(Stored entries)

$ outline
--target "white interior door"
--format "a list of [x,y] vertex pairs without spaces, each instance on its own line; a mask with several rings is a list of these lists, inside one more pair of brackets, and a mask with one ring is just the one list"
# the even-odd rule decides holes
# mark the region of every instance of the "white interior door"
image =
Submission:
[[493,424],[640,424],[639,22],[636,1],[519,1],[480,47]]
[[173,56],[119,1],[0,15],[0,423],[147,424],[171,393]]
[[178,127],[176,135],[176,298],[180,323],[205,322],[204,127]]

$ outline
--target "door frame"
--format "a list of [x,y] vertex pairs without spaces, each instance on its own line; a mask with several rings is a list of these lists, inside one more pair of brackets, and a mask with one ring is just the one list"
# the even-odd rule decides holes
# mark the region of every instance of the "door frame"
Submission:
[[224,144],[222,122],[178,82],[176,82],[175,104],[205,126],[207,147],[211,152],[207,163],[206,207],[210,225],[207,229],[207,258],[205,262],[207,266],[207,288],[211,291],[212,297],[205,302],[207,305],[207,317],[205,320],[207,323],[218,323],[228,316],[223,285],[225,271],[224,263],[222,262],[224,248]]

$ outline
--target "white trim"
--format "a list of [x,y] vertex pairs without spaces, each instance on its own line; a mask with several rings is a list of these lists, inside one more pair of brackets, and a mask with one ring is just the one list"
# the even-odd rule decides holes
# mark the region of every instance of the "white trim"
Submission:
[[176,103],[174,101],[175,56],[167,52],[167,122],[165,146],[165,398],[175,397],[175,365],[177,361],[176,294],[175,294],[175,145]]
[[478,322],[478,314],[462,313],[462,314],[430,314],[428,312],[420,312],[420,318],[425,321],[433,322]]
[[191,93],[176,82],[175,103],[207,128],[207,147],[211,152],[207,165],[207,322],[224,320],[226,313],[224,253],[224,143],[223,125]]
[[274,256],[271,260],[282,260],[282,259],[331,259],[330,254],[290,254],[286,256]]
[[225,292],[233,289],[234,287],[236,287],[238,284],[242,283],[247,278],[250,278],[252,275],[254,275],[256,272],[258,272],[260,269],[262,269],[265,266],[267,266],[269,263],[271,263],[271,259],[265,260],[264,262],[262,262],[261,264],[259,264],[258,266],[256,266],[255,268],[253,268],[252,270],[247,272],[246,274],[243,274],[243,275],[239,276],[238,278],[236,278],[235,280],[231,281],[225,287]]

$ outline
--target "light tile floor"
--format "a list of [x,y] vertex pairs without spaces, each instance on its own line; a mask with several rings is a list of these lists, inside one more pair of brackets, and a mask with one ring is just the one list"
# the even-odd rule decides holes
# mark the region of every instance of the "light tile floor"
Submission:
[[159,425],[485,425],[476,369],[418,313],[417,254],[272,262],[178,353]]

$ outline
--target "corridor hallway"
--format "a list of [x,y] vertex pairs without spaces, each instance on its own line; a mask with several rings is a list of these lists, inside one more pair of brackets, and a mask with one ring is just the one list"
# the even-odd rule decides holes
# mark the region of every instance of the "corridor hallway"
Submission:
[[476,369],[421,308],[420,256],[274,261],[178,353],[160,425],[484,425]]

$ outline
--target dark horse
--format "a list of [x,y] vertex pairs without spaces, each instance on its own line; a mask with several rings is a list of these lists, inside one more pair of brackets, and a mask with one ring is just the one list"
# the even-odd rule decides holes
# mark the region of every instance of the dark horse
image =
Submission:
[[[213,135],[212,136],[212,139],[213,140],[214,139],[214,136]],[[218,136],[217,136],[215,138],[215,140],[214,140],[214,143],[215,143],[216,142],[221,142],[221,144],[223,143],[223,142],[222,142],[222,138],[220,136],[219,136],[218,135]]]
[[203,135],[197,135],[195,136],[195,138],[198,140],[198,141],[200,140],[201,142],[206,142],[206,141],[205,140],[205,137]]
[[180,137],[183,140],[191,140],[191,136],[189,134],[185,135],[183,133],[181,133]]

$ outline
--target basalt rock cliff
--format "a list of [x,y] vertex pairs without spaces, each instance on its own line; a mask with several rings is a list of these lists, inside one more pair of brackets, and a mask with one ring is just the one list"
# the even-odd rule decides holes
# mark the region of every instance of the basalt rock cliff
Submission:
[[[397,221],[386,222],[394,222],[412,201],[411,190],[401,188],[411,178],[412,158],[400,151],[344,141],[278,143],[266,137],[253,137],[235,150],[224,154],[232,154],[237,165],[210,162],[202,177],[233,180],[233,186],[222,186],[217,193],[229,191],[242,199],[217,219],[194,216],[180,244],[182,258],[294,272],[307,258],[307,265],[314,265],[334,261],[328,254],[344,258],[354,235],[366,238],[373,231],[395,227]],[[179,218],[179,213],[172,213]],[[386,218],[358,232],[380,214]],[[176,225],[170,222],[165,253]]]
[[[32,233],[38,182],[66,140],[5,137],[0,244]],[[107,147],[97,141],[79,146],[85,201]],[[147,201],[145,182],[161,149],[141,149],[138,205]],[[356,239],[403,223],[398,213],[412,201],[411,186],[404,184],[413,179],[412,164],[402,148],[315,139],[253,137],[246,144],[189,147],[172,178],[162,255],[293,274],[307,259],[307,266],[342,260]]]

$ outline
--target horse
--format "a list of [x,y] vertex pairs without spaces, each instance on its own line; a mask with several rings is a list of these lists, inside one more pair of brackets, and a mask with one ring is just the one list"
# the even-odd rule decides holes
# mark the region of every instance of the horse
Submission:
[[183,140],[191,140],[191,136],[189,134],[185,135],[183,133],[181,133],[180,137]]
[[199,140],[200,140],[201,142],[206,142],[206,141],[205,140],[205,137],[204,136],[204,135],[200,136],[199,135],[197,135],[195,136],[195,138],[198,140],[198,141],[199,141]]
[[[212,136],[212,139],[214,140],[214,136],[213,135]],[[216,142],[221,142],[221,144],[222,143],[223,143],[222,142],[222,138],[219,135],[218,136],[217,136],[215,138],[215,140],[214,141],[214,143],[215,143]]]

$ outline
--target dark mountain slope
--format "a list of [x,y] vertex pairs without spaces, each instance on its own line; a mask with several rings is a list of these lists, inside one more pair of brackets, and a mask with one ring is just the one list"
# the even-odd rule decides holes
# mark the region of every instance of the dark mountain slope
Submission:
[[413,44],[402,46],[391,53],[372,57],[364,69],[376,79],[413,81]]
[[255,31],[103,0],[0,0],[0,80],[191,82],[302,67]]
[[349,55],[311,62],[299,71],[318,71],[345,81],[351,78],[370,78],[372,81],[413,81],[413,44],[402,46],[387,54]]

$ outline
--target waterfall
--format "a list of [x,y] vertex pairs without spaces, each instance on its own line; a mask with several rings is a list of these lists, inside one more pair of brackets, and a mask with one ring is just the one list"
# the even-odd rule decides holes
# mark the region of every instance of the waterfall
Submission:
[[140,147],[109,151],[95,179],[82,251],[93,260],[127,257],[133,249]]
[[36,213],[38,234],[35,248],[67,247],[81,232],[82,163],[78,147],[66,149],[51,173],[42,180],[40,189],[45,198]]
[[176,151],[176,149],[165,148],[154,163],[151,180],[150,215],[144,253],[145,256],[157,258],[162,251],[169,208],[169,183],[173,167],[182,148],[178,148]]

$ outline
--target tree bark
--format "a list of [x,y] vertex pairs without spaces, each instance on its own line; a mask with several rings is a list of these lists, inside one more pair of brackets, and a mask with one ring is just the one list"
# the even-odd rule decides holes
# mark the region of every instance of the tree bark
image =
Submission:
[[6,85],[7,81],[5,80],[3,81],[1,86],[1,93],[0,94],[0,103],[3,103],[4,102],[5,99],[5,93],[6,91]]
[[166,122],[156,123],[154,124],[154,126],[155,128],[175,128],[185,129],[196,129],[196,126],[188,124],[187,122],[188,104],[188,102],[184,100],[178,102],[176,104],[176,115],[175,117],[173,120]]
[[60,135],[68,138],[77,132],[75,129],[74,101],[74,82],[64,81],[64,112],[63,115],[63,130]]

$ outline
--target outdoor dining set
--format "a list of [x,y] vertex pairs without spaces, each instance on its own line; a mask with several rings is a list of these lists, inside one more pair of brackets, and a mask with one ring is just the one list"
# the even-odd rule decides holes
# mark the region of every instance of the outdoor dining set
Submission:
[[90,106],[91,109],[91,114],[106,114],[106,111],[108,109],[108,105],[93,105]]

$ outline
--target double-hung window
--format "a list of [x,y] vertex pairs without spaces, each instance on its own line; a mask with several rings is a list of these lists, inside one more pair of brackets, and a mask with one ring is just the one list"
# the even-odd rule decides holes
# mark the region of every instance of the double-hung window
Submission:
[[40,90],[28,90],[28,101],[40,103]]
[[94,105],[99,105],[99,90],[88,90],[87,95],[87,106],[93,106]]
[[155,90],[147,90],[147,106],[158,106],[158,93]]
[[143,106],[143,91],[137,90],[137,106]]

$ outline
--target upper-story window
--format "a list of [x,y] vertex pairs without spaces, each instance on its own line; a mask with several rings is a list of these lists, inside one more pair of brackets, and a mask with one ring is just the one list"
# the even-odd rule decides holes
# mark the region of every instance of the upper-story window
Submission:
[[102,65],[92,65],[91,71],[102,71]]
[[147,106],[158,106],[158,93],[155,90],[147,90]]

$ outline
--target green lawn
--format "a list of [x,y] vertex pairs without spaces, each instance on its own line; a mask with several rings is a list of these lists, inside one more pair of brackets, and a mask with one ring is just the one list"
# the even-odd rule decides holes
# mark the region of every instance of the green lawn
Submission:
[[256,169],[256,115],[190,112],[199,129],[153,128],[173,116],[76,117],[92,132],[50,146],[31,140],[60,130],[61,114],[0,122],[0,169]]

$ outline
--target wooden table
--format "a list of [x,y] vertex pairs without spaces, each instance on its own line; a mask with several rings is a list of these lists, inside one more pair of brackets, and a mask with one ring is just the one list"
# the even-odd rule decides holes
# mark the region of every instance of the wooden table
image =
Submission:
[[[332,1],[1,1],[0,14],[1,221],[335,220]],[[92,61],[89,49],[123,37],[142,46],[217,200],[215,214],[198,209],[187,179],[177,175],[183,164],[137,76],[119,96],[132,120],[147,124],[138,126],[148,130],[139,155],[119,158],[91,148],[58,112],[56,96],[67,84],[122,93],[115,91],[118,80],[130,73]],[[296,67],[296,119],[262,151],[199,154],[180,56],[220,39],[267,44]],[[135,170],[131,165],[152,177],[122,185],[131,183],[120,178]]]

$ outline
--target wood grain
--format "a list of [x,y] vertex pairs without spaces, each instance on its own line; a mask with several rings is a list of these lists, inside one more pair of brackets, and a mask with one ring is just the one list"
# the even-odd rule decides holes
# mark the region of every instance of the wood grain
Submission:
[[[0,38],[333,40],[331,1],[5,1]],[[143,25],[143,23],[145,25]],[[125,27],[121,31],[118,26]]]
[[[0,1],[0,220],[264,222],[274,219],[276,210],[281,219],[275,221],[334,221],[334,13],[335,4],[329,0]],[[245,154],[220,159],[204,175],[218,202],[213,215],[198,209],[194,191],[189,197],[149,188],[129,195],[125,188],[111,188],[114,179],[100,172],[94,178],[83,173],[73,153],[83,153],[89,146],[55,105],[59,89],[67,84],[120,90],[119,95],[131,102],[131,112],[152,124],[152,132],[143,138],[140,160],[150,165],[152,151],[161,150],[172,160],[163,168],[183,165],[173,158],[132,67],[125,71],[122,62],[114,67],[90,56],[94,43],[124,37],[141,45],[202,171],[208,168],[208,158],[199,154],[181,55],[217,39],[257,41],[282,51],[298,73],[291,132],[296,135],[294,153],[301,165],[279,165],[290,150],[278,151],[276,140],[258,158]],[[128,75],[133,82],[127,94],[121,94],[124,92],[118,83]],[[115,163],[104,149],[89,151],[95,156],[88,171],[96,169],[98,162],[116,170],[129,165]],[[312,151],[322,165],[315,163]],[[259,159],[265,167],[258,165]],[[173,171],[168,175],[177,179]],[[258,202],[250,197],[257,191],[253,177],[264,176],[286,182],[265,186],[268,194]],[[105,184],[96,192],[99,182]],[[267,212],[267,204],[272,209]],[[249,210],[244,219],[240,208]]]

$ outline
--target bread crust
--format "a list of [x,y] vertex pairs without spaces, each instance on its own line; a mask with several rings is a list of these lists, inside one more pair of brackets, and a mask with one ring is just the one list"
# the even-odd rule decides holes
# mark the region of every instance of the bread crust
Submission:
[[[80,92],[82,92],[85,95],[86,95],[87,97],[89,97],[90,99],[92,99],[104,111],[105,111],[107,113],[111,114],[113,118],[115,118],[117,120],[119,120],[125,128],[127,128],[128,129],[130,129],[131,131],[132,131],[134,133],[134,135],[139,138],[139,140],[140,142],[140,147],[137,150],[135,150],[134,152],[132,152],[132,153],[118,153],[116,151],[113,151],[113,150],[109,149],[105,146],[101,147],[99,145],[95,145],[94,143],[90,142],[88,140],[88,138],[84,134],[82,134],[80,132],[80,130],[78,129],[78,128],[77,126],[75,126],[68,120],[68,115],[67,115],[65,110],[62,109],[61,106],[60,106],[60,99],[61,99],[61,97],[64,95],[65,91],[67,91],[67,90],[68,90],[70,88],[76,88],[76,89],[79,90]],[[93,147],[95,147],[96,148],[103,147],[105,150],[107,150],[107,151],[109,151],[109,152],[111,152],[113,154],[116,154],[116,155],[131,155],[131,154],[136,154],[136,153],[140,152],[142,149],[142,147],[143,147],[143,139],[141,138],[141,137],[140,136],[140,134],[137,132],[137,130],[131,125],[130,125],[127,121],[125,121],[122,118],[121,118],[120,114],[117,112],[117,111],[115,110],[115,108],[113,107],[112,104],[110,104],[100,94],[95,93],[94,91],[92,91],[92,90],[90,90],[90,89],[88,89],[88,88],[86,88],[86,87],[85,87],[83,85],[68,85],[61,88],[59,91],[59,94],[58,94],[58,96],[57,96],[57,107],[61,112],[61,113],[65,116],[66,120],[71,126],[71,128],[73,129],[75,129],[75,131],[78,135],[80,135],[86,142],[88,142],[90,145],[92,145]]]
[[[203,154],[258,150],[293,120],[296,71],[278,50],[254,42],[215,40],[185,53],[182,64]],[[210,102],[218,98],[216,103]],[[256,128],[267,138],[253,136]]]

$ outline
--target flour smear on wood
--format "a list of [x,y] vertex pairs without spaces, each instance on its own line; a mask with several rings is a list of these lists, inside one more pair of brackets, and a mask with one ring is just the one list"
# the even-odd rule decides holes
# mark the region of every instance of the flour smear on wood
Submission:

_Description of the task_
Find every line in the items above that contains the string "bread", matching case exactly, and copy each of those lines in full.

_Result of this task_
--target bread crust
# mark the region of every instance of the bread crust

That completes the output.